§ Excerpt to read:
-----
I started a text to my friends yesterday morning to let them know (warn them?) that I would be in town for a few days.

I’ll be around next week. Let me know if you have time to get together. 90 miles feels like 90 leagues lately. I’m struggling…

Or maybe…

I’ll be in town this weekend. Let’s catch up over some laughs and a little wine…

Or ask?

Get together this Sat or Sun?

Up? Down? Neutral? Yes.

Swimming in Life Swirls

The truth is, “I’m struggling” is true. “I’m doing great.” Also true.

I hover between exhausted and energized, collapsing and leaping, confusion and understanding. 

Mom has held us here for a moment, in this place where love and tenderness swirl with sorrow and frustration.

Maybe that’s why she lingers, because we thought we understood the chemistry of joy and sorrow but we don’t. 

Joy and sorrow, a swirling landscape of sheer cliffs and flat plains, green valleys and beige deserts. Infinite possibilities take my breath away and the tedium of uncertainty exhausts me.

I wake not knowing where I’ll stand in the mix of it. 

I’m falling apart and I’m holding it all together.

I disappear in an ocean of tears and I double over in a field of belly laughs.
-----
§ Assignment 1:
In the piece on life swirls, what does the writer say 90 miles feels like lately?
§ Assignment 2:
Set down the part of the piece on life swirls that starts with "Mom has held" and goes on through "but we don’t.", copying it word for word.

§ Information supplied:
-----
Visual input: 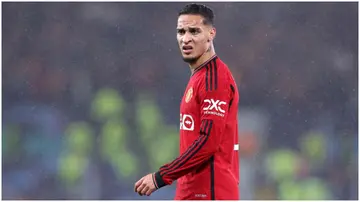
-----
§ Final answer 1:
Lately, 90 miles feels like 90 leagues.

§ Final answer 2:
Mom has held us here for a moment, in this place where love and tenderness swirl with sorrow and frustration.

Maybe that’s why she lingers, because we thought we understood the chemistry of joy and sorrow but we don’t.